Stored data entries:
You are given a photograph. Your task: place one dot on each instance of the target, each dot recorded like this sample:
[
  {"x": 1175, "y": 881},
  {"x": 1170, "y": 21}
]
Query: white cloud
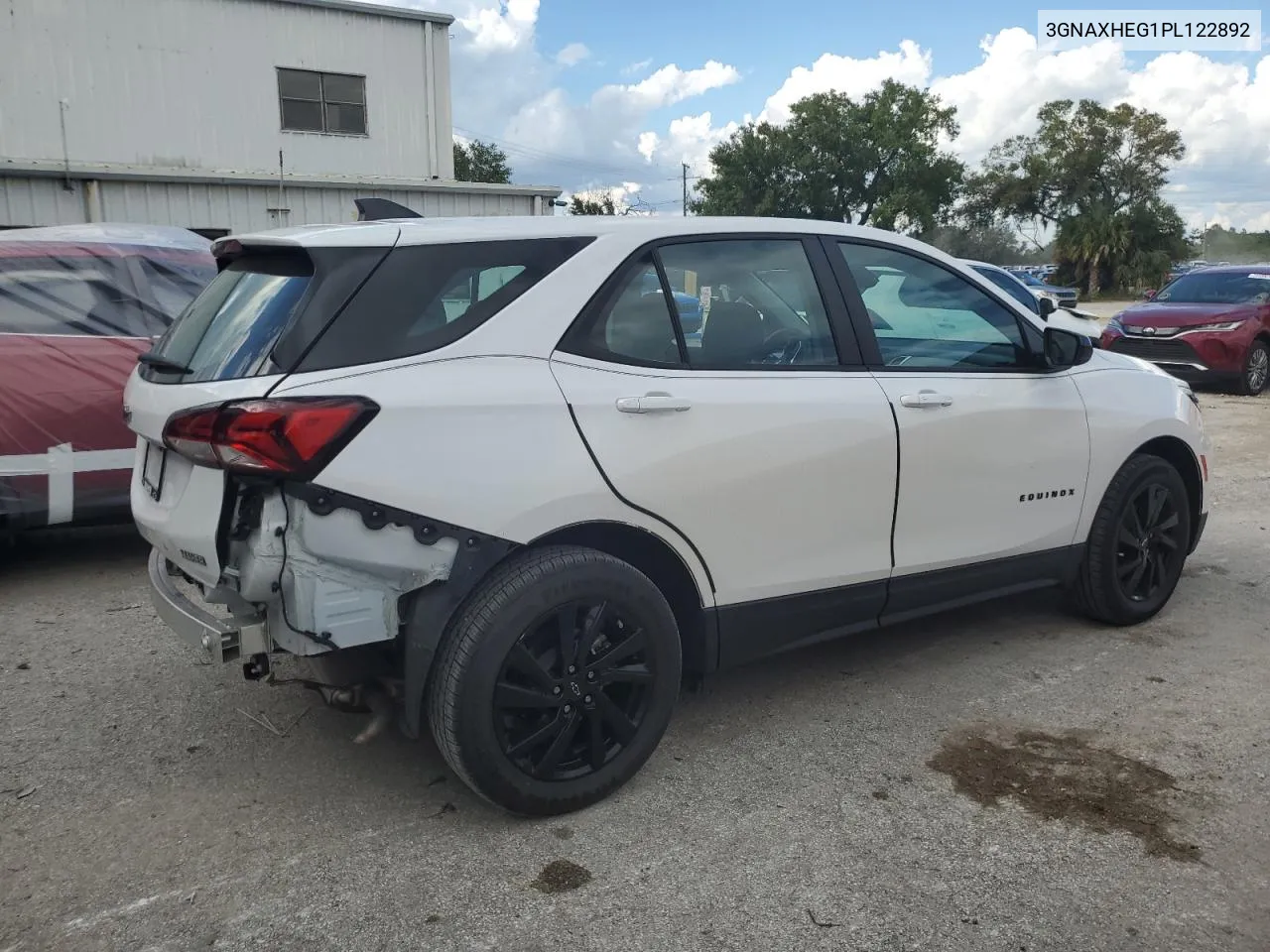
[
  {"x": 506, "y": 87},
  {"x": 572, "y": 55},
  {"x": 504, "y": 24},
  {"x": 1222, "y": 109},
  {"x": 855, "y": 77},
  {"x": 671, "y": 85}
]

## Exercise
All of the entries above should be copied exactly, except for the pictures.

## Answer to the exercise
You are given a photograph. Your task: place one dot on each instance of the target, each dot recorded like this sample:
[
  {"x": 1175, "y": 881},
  {"x": 1170, "y": 21}
]
Query: white cloud
[
  {"x": 506, "y": 87},
  {"x": 572, "y": 55},
  {"x": 504, "y": 24},
  {"x": 1222, "y": 109},
  {"x": 855, "y": 77},
  {"x": 671, "y": 85}
]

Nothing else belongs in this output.